#### Data provided
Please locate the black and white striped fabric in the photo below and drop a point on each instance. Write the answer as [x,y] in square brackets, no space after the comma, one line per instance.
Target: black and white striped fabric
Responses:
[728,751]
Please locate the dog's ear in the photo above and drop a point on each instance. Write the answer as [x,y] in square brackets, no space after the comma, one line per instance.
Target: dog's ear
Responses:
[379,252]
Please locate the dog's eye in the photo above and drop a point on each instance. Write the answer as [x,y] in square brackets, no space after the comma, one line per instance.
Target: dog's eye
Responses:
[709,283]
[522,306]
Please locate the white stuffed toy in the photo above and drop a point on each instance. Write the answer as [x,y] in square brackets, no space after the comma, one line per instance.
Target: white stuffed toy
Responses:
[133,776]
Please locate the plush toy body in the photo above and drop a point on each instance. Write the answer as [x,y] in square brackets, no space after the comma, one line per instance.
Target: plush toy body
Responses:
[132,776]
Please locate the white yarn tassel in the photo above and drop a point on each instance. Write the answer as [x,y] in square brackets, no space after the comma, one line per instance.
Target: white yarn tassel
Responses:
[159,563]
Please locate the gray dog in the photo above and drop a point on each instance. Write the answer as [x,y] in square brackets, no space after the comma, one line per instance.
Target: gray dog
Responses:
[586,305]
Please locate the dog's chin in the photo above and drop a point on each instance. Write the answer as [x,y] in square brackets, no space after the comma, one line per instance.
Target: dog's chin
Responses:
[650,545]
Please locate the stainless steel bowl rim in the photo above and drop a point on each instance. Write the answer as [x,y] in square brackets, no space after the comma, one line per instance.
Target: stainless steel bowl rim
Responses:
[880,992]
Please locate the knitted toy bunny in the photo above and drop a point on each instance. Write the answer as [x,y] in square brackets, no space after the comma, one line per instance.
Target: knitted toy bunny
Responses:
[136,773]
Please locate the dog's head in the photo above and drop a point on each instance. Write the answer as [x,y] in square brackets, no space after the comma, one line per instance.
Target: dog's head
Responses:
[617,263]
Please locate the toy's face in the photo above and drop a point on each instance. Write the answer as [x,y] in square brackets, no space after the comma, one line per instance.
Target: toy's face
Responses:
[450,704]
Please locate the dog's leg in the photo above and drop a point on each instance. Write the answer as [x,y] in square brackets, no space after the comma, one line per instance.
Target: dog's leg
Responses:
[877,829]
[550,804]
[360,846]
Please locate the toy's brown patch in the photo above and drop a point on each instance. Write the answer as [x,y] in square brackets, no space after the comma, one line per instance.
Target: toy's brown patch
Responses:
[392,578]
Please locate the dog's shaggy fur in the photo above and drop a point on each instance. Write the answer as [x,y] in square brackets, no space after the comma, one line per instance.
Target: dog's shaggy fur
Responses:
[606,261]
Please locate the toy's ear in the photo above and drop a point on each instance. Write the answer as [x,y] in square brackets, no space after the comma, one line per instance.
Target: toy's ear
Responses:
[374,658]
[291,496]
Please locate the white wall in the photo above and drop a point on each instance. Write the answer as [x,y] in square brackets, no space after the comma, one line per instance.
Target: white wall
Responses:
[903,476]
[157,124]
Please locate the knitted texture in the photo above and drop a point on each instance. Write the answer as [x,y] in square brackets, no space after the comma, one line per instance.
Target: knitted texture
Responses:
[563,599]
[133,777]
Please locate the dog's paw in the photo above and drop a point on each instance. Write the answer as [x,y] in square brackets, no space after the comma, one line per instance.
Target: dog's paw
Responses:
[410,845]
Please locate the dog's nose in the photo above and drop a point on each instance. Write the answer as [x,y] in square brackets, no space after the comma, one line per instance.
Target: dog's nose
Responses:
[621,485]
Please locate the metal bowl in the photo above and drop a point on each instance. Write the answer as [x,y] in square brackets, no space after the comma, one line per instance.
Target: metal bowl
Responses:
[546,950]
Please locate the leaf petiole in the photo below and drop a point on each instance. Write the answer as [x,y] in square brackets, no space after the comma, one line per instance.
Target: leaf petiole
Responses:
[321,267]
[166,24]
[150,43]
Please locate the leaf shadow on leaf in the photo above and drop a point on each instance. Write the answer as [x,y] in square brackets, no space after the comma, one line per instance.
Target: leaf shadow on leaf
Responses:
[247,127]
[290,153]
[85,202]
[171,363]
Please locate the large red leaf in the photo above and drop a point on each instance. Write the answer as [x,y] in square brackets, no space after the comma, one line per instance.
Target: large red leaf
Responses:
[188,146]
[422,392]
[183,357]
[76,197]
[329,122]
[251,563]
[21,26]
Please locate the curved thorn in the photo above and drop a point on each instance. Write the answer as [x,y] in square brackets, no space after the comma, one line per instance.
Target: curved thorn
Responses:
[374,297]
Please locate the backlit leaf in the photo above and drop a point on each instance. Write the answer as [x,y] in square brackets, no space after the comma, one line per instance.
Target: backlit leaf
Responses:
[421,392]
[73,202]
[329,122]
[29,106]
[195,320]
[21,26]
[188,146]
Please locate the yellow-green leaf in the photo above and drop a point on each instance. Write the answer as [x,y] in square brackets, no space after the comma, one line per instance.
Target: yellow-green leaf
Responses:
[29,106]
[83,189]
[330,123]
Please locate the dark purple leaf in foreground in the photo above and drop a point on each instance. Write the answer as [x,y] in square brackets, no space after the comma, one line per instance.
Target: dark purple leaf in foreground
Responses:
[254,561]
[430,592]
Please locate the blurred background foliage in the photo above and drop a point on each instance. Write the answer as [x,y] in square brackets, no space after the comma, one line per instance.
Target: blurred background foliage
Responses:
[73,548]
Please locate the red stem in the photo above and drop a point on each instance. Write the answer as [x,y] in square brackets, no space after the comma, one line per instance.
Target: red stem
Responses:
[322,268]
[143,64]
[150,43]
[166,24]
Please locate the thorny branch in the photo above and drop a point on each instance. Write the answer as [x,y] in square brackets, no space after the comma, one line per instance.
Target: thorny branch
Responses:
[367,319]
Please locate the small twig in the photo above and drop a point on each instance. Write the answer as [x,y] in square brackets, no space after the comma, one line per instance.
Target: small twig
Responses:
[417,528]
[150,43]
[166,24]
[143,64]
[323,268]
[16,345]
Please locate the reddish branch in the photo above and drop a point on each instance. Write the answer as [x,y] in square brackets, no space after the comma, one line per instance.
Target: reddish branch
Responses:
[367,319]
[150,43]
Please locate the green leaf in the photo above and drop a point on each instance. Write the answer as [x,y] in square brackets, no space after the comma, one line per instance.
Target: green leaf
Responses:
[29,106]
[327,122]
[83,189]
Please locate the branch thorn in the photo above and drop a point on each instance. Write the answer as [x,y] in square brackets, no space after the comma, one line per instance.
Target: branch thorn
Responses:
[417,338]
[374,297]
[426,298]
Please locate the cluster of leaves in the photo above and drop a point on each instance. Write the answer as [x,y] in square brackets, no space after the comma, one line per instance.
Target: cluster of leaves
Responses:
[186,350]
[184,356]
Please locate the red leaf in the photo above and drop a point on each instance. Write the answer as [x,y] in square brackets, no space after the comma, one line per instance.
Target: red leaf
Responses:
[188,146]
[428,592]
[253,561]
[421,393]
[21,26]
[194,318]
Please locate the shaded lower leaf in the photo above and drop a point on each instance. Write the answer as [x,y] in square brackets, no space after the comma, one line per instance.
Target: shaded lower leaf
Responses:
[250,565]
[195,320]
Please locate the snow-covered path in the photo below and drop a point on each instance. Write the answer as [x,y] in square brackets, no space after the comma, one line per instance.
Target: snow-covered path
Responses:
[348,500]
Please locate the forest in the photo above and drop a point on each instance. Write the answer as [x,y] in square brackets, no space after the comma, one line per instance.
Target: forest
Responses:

#### What the exercise asks
Copy all of the entries above word for word, leaving every line unchanged.

#### Written response
Please locate the black and white striped fabric in the photo below and drop a point on each instance. Write the answer as [x,y] in square brackets, no space after the comma, one line per instance.
Target: black and white striped fabric
Responses:
[728,751]
Please locate the dog's ear in the photo above and drop a point on each instance. Write the answer as [x,y] in square brackets, no space after the comma, one line per instance.
Target: dog's ear
Responses:
[379,252]
Please locate the dog's eye in the photo above and drop a point on each instance. Write the answer as [x,y] in square brackets, no space after the comma, one line per instance.
Target: dog's eye
Responses:
[709,283]
[522,306]
Please locate the white stuffed toy in the photo above and drop a point on each instance. Write the answer as [x,y] in square brackets, no space after the comma, one line per instance.
Target: white stuffed toy
Responses:
[133,776]
Please locate the plush toy body in the photo above and drop a point on each instance. Write the answer as [x,y] in square brackets, no space after the comma, one line per instance.
Target: plush toy body
Responses:
[132,776]
Please locate the white yarn tassel in the photo above and drop a point on each instance. Write the answer as [x,y] in square brackets, no space after the comma, one line per instance.
Target: white yarn tassel
Responses:
[159,563]
Please locate the gray dog in the photo above and drop a point on each instance. Write the answer as [x,y] in square brackets, no space after the comma, one line per instance.
Target: gray dog
Responses:
[586,305]
Please locate the dog's chin in the photo above and drop a point on each instance. Write the answer as [x,y] in square brackets, no space after the comma, one line per instance.
Target: dog's chin
Responses:
[650,545]
Please locate the stainless steel bowl rim in the photo above and drop a point on each instance. Write the answer as [x,y] in square brackets, no space after the comma, one line per instance.
Target: stainless steel bowl rim
Responses:
[880,992]
Please locate the knitted toy bunny in the photo above and drop a point on each instance. Write the answer as [x,y] in square brackets, no space after the comma, one line per instance.
Target: knitted toy bunny
Responses:
[136,773]
Please locate the dog's head in the photo above and drop a point on each instance. Write the answer as [x,y] in square brackets, no space after the comma, one line per instance.
Target: dog's head
Responses:
[617,263]
Please locate the toy's face in the photo above and drop a point on each instance. Write the answer as [x,y] in square brackets, no space after the comma, one line per instance.
Target: toy's face
Responses:
[450,704]
Please locate the dog's leg in the photo above and drop a point on each instance. Write the answer as [x,y] in square brackets, no space after the comma, one line per instance.
Target: dog's leg
Responses:
[877,829]
[550,804]
[360,846]
Please locate the toy's brown patch in the photo above and drop a point on each instance. Write the answer as [x,y] in square brackets, no space after the comma, one line per instance.
Target: toy's brown patch
Responses:
[392,578]
Please locate the dog's shaggy fur in the photo above and drop a point on each instance. Write the answer as [x,y] in square brackets, no space after the comma, one line per instance.
Target: dog's shaggy fur
Responses:
[606,261]
Please locate the toy's ear in the photo above and drop a point on each instance. Write the answer as [x,y] in square brackets, no space after the comma, one line per instance.
Target: toy's ear
Responses:
[374,658]
[291,496]
Please locate the white wall in the photo above and drop a point on each instance. Write the answer as [x,y] in square brackets, no space after the comma, one line per instance.
Target: white wall
Responses:
[903,476]
[157,124]
Please locate the knitted texture in the photo above and drop a point on each instance. Write the answer as [x,y] in square brackets, no space after the comma, one line per instance.
Target: knitted texture
Responses:
[563,599]
[133,777]
Please locate the dog's paw in the photo above and drop a point on each instance. Write the answer as [x,y] in square brackets, no space after the comma, one line per instance.
Target: dog's paw
Responses:
[410,845]
Please locate the dog's nose in the photo above and drop a point on each instance. Write the answer as [x,y] in square brackets, no space after the comma, one line per instance.
Target: dog's nose
Responses:
[621,485]
Please locate the metal bowl in the photo above and drop a point on each instance. Write the answer as [x,y] in square brackets, no space after the comma, one line per instance.
Target: metal bowl
Responses:
[546,950]
Please locate the leaf petiole in the photo below and drop a point on each instance. Write the answer as [x,y] in square brackets, no space after the comma, one line per instance.
Target: leaf petiole
Responses:
[321,267]
[166,24]
[150,43]
Please locate the leaf shadow on leaf in the photo above and drop a point on each instance. Write the answer as [x,y] in square brackets, no space after the comma, one line per instance.
Target: leaf shadow on leaf
Responses:
[247,127]
[290,153]
[85,202]
[171,363]
Please locate the large red leaf in the photo above and drop a point on each instance. Write the answer as [x,y] in square brackets, no space after the comma, one line per instance.
Target: large red leaf
Responses:
[188,146]
[422,392]
[183,357]
[76,197]
[329,122]
[251,563]
[21,26]
Please locate the curved thorn in the photo above and drop a point on each instance. Write the answer as [x,y] in square brackets, no space after the comma, one line per instance.
Target: curved thorn
Responses:
[374,297]
Please locate the backlit leaf in the photo above and drop a point on each instance. Write the answer as [x,y] in square brackets, no space after the comma, one line per instance.
Target: backlit leaf
Responses:
[421,392]
[73,202]
[329,122]
[29,106]
[195,320]
[21,26]
[188,146]
Please locate the yellow-green leaf in the photo above and drop a point on each instance. Write the answer as [x,y] in square brackets, no space after the comma, one line per instance.
Target: yellow-green leaf
Responses:
[29,106]
[83,189]
[330,123]
Please locate the dark purple leaf in foreground in the photo above and drop a point on each instance. Write the answer as [x,y] in square brackets, no space after the comma, one line per instance.
Target: dark purple leaf in foreground
Responses:
[254,561]
[430,592]
Please locate the blurred background foliage in the photo above and drop a point on each instance. Write the answer as [x,y] in square brackets, no space after the comma, one line per instance.
Target: blurred background foliage
Responses:
[73,548]
Please locate the red stem in the photo above and drop a point on each instance. Write the answer as [x,y] in square brackets, no space after the comma, one line per instance.
Target: red stem
Responses:
[322,268]
[143,64]
[150,43]
[166,24]
Please locate the thorny branch in the photo above and drop a point on each instance. Write the answer as [x,y] in square brackets, no space after the comma, one line per instance.
Target: thorny branch
Responses:
[367,319]
Please locate the small twig in the photo above and drop a point on each instance. Write the answer as [x,y] in square brackets, no space after the comma, one line per instance.
Target: small twig
Responses:
[417,528]
[150,43]
[166,24]
[143,64]
[323,268]
[16,345]
Please locate the reddish branch in the photo above and drop a point on each instance. Write the answer as [x,y] in square brackets, no space after the comma, one line per instance.
Target: reddish branch
Responses:
[367,319]
[150,43]
Please locate the green leaf in the photo above and drop a point on each instance. Write the answer as [x,y] in square brackets, no space after the comma, one line per instance.
Target: green leaf
Responses:
[29,106]
[327,122]
[83,189]
Please locate the branch thorn in the photo above and drop a point on each instance. Write the answer as [x,y] in square brackets, no space after the comma, one line per instance.
Target: branch thorn
Responses:
[417,338]
[374,297]
[426,298]
Please locate the cluster of leaves in the photo above and drop a point on each instance. Write the answer as [x,y] in square brackets, no space after the comma, one line per instance.
Target: cluster of leaves
Responses:
[186,350]
[184,356]
Please locate the red leaf in the photo above and drop a point on each instance. Write the answer as [x,y] in square brackets, no space after the comma, one line per instance.
Target: red leaf
Responses:
[188,146]
[428,592]
[253,561]
[421,393]
[21,26]
[194,318]
Please locate the shaded lower leaf in the photo above and drop a point on each instance. Write the answer as [x,y] in square brackets, no space after the comma, one line per instance.
Target: shaded lower leaf
Responses:
[250,565]
[195,320]
Please locate the snow-covered path in the photo below and drop a point on each instance. Write the answer as [x,y] in square brackets, no space after the comma, one line per instance.
Target: snow-covered path
Responses:
[348,500]
Please locate the forest in the photo above and drop a point on each instance. Write the answer as [x,y] in square brackets, no space after the comma, one line per instance.
Target: forest
Responses:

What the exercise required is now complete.